## Data extracts
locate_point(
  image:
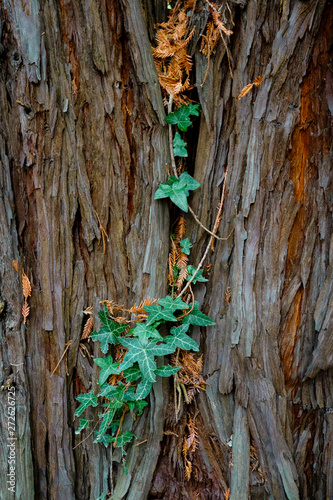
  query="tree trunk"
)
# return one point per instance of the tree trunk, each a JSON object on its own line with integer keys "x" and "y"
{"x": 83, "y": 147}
--
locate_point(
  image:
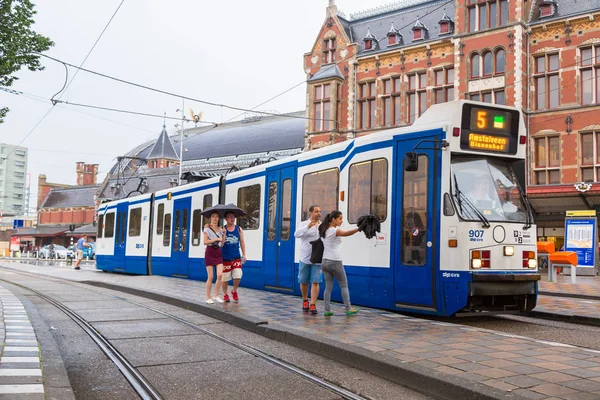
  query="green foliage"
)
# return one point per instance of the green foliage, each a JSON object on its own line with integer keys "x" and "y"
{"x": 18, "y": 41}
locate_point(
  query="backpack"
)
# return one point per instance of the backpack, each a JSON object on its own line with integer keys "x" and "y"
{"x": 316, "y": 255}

## Task description
Return each line of the entries that holds the string "query".

## Result
  query="tree trunk"
  query="green foliage"
  query="backpack"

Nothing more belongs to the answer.